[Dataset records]
------------------------------------------------------------
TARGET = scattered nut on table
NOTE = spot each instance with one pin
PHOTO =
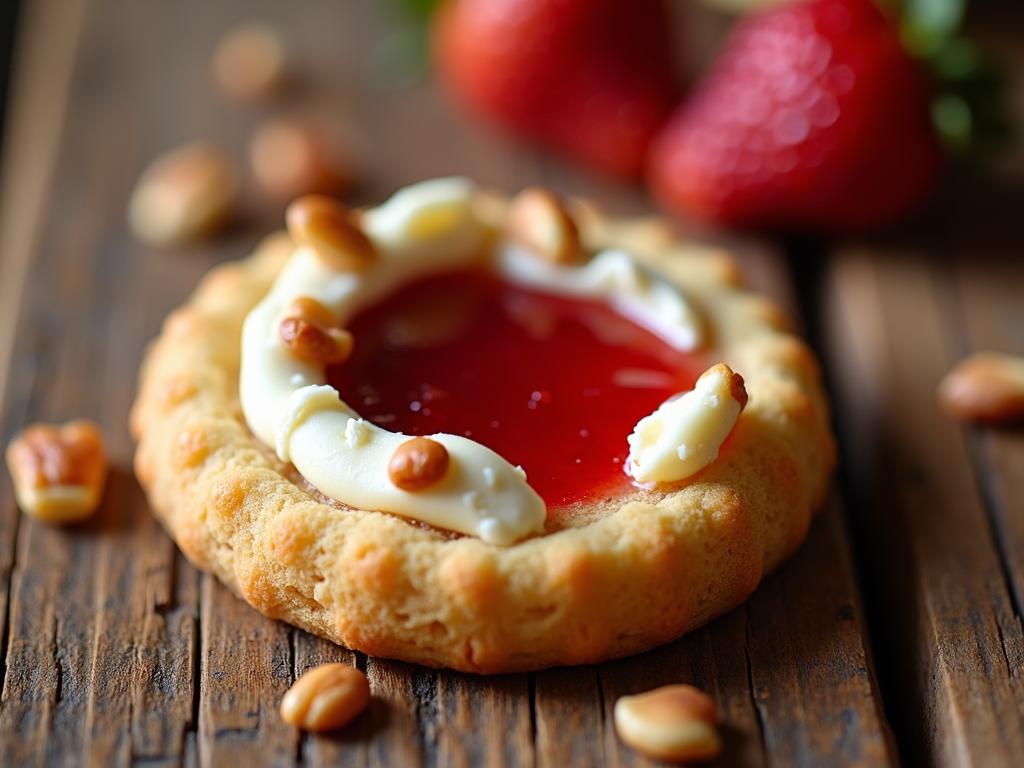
(985, 386)
(58, 471)
(675, 723)
(250, 62)
(326, 697)
(183, 195)
(290, 158)
(327, 225)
------------------------------------------------------------
### WHAT TO DO
Rewrite the lines above, swapping "table" for "desk" and changing nothing else. Leave the pictures out of your answer.

### OUTPUT
TARGET = scattered nut on desk
NOTE = spot each instance with one pin
PHOTO =
(985, 386)
(58, 471)
(675, 723)
(250, 62)
(326, 697)
(183, 195)
(290, 158)
(327, 225)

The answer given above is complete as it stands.